■ **Work to complete**
Rewrite all of the records below, putting "enclosing rectangle" wherever "bounding box" occurs and keeping every other part the same.

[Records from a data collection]

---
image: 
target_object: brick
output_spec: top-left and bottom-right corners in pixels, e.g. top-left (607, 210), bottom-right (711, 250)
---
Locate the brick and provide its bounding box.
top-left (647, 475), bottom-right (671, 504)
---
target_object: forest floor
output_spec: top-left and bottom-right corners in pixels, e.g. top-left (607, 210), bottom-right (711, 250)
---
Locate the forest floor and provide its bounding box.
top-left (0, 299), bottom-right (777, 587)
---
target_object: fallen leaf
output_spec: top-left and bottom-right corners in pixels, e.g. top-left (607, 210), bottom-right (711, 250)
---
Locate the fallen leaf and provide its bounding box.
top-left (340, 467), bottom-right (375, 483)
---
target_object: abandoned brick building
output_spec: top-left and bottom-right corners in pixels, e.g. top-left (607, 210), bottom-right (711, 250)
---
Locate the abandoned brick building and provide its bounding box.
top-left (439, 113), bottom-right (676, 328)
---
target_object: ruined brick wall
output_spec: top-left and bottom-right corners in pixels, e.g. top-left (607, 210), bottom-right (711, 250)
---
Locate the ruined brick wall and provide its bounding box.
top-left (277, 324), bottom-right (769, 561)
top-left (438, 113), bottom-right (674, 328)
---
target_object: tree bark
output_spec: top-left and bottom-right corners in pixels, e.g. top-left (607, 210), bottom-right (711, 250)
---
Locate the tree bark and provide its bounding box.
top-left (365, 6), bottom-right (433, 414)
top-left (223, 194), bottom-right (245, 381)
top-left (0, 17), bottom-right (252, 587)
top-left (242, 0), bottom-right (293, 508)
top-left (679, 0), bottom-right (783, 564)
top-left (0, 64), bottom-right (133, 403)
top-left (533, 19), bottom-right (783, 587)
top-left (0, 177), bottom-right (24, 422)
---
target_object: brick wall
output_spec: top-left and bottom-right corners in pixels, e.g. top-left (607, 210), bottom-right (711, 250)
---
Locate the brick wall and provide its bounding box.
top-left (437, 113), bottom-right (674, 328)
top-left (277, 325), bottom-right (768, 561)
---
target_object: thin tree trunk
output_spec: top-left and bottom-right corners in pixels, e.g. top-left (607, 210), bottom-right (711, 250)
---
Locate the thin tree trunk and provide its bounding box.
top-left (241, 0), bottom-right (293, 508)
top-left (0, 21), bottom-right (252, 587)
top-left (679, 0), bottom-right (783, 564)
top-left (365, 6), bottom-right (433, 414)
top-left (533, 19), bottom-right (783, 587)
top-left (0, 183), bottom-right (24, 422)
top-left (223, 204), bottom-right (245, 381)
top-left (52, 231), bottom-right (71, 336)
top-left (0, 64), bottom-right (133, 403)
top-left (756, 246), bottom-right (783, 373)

■ **Task solution**
---
image: 
target_object: brick
output_spec: top-left and bottom-right corners in pixels, e.g. top-left (607, 210), bottom-right (711, 250)
---
Locate the brick and provide its enclosing rectangle.
top-left (647, 475), bottom-right (671, 504)
---
target_object: forest floor
output_spec: top-left and bottom-right corners in pixels, e.g. top-left (607, 210), bottom-right (711, 250)
---
Locate the forest floor and provide its enclosing rectangle.
top-left (0, 299), bottom-right (777, 587)
---
target_object: fallen leaf
output_spec: top-left and bottom-right corners in pixels, e.g. top-left (607, 210), bottom-right (711, 250)
---
Locate the fallen leaf and provide its enclosing rectangle.
top-left (340, 467), bottom-right (375, 483)
---
target_object: abandoned brick building
output_spec: top-left and bottom-right corners in pixels, e.g. top-left (607, 210), bottom-right (711, 250)
---
Locate the abandoned brick building and provide its enclosing rectangle.
top-left (439, 113), bottom-right (676, 328)
---
target_object: ruined brick wall
output_spec: top-left and bottom-right corners in pixels, e.g. top-left (607, 210), bottom-right (711, 250)
---
Locate the ruined brick wall and provide its enclosing rectangle.
top-left (277, 324), bottom-right (769, 561)
top-left (438, 113), bottom-right (674, 328)
---
target_object: tree bark
output_spec: top-left and bottom-right corners in pixels, e.g. top-left (607, 210), bottom-right (711, 250)
---
Locate the tree bark and provide its enclosing rectangle.
top-left (365, 6), bottom-right (433, 414)
top-left (223, 194), bottom-right (245, 381)
top-left (0, 17), bottom-right (252, 587)
top-left (242, 0), bottom-right (293, 508)
top-left (679, 0), bottom-right (783, 564)
top-left (0, 64), bottom-right (133, 403)
top-left (533, 19), bottom-right (783, 587)
top-left (0, 177), bottom-right (24, 422)
---
target_object: brick wall
output_spec: top-left and bottom-right corners in pixels, e.g. top-left (607, 210), bottom-right (711, 250)
---
Locate the brick wall and provide its enclosing rectangle.
top-left (437, 113), bottom-right (674, 328)
top-left (277, 325), bottom-right (768, 561)
---
target_object: thin tree trunk
output_spec: top-left and bottom-right corners in pixels, e.g. top-left (607, 210), bottom-right (711, 250)
---
Locate the thin tree trunk and provide its enclosing rectangle.
top-left (241, 0), bottom-right (293, 508)
top-left (0, 21), bottom-right (252, 587)
top-left (679, 0), bottom-right (783, 564)
top-left (365, 6), bottom-right (433, 414)
top-left (533, 19), bottom-right (783, 587)
top-left (0, 183), bottom-right (24, 422)
top-left (223, 204), bottom-right (245, 381)
top-left (52, 231), bottom-right (71, 336)
top-left (0, 64), bottom-right (133, 403)
top-left (756, 246), bottom-right (783, 373)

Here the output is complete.